Exercise:
Reproduce, word for word, every line starting at the line that contains "[pin] red bodywork" and ending with the final line of the entries.

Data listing
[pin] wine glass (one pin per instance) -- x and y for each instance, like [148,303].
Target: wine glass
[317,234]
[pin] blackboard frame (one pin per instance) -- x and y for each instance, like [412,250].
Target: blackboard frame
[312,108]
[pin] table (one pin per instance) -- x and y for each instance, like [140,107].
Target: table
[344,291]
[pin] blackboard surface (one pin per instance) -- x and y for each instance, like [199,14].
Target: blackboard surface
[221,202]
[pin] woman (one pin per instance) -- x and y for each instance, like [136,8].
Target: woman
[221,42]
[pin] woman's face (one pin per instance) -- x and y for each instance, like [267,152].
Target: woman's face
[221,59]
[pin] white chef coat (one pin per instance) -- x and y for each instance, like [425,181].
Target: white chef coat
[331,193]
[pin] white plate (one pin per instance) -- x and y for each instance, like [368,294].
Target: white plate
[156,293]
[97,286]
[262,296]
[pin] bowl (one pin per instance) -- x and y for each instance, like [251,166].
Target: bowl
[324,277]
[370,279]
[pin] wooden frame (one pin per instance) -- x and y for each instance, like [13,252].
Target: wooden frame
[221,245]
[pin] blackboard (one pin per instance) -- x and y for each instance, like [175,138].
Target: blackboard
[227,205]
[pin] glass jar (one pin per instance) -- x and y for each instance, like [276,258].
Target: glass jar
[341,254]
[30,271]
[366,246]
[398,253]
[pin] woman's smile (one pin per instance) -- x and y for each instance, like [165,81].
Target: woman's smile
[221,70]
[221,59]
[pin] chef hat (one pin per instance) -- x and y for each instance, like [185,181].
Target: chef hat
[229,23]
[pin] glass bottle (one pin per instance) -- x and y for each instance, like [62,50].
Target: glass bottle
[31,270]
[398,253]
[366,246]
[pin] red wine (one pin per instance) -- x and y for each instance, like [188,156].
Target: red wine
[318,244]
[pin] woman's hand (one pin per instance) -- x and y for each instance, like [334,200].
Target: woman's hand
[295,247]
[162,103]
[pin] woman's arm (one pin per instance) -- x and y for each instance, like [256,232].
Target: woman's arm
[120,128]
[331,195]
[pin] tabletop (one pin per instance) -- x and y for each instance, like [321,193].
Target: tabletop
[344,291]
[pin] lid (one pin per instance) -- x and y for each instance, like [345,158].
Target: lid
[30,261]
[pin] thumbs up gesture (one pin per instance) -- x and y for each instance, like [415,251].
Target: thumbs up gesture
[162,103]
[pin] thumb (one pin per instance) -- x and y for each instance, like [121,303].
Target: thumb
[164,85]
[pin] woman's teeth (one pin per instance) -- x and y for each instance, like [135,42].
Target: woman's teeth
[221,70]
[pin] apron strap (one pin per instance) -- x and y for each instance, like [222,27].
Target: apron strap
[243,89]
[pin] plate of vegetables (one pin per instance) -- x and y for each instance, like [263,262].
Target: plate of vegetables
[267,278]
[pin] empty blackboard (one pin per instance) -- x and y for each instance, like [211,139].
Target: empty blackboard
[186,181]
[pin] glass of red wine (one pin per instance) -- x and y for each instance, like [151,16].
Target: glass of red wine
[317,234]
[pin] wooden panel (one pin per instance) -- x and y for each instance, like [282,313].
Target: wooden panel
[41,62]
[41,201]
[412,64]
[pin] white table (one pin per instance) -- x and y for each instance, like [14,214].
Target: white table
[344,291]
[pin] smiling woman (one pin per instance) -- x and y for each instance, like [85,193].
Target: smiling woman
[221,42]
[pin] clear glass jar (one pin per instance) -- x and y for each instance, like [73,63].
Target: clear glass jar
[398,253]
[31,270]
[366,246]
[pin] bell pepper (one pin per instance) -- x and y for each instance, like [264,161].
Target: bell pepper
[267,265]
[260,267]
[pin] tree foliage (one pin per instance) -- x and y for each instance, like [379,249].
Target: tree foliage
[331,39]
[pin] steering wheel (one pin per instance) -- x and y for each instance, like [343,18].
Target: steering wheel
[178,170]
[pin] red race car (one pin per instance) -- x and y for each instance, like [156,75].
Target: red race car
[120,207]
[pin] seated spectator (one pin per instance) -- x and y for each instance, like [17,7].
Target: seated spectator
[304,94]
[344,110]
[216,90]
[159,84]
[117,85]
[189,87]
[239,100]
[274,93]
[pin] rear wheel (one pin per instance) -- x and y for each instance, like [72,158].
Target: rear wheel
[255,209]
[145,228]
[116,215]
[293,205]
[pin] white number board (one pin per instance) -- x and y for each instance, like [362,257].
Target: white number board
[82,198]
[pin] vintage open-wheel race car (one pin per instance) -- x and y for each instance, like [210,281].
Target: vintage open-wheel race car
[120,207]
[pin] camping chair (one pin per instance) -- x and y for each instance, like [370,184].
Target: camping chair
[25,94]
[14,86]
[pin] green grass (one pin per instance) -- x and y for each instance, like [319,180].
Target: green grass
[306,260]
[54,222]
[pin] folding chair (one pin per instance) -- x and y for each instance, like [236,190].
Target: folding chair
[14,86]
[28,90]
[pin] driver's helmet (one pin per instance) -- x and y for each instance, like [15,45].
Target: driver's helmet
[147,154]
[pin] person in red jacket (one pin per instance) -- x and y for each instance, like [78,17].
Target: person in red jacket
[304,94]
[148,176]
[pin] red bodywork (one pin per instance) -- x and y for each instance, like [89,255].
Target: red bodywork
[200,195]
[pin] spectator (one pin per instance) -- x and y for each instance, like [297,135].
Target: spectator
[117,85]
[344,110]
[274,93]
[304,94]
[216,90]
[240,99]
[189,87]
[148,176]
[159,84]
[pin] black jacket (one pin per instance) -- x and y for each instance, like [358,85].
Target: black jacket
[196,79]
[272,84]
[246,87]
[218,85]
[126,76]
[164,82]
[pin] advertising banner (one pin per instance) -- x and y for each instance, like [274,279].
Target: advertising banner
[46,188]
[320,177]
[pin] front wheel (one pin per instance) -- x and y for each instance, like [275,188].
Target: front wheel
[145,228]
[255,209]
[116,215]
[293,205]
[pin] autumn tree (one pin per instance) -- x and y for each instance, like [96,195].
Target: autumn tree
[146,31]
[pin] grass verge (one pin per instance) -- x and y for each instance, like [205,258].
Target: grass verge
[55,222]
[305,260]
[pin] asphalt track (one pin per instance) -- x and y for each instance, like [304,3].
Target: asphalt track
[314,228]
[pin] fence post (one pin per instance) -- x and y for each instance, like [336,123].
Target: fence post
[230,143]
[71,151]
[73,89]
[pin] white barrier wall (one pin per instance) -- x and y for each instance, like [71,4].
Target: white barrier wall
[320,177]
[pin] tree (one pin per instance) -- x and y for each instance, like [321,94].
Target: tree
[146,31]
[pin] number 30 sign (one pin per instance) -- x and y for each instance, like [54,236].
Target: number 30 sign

Complete output:
[pin] red bodywork (one pin per instance) -- x and y for each instance, like [89,255].
Target: red bodywork
[200,195]
[pin] spectator (one pin per instance) -- x and y for each instance, like [297,135].
Target: spectator
[117,85]
[344,110]
[274,93]
[304,94]
[216,90]
[240,99]
[189,87]
[148,176]
[159,84]
[pin] black jacket (one pin per instance) -- x and y for each instance, like [358,85].
Target: black jacket
[196,79]
[272,84]
[246,87]
[218,85]
[126,76]
[164,82]
[pin] advertising banner (one pin per instance) -- x and y for each instance, like [274,279].
Target: advertising banner
[46,188]
[320,177]
[pin] front wheel (one pin per instance) -- x and y for each instance, like [275,188].
Target: front wheel
[145,228]
[255,209]
[116,215]
[293,205]
[pin] autumn tree (one pin per instance) -- x and y for each instance, like [96,195].
Target: autumn tree
[146,31]
[pin] grass verge (one pin per instance) -- x and y for each instance, like [205,258].
Target: grass verge
[55,222]
[305,260]
[pin] asphalt track (one pin per instance) -- x and y for each instance, like [304,3].
Target: asphalt track
[314,228]
[pin] fence post (one pin per instance) -- x and y for each instance, like [336,123].
Target: fence post
[230,143]
[71,151]
[73,89]
[pin] white barrier wall (one pin per instance) -- x and y for each instance, like [71,4].
Target: white barrier wall
[320,177]
[pin] tree (one pin per instance) -- x and y for each instance, like [321,94].
Target: tree
[146,31]
[pin] number 30 sign (one pin per instance) -- x and y for each instance, like [54,236].
Target: number 30 sign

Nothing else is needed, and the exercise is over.